%%

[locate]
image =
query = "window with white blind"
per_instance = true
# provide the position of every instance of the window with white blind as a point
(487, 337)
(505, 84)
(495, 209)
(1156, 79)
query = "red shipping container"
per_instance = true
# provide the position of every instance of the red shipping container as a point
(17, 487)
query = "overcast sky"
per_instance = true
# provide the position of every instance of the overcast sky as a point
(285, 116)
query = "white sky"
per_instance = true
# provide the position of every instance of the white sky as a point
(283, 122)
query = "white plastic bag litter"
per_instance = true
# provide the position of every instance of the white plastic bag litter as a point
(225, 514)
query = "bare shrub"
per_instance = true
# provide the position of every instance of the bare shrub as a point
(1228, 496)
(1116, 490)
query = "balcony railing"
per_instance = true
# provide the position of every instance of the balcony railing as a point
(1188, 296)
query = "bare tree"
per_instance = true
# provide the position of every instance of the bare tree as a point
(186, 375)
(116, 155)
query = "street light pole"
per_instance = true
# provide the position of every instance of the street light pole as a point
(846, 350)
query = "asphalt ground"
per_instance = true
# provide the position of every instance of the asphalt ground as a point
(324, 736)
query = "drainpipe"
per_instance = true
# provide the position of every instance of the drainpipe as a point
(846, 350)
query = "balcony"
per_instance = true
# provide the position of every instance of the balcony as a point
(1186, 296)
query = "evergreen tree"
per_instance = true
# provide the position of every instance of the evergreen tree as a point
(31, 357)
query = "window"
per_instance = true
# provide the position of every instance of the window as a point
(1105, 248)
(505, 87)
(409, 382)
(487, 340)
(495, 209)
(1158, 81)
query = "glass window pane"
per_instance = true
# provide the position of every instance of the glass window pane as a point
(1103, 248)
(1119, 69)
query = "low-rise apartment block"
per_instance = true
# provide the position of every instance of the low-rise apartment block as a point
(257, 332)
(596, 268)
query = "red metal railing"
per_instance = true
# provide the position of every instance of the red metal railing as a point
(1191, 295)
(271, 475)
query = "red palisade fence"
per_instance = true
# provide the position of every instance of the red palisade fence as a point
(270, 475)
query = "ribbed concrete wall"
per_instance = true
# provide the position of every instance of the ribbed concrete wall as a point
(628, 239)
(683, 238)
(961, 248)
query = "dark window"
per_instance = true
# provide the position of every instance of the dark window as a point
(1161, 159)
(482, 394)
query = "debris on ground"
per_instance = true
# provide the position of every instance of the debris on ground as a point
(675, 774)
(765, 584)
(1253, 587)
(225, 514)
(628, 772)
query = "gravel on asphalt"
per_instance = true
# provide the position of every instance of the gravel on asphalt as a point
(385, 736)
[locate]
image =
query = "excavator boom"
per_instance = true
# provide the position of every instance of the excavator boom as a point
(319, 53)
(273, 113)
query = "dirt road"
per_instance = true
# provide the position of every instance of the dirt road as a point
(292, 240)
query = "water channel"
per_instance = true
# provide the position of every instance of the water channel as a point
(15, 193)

%%

BRIEF: Pull out every line of the entries above that contains the word "asphalt", and copy each one in full.

FINISHED EXERCISE:
query = "asphalt ground"
# provide the position of every instance of the asphalt ground as a point
query = "gravel on asphalt"
# provide the position of every instance of the gravel on asphalt as a point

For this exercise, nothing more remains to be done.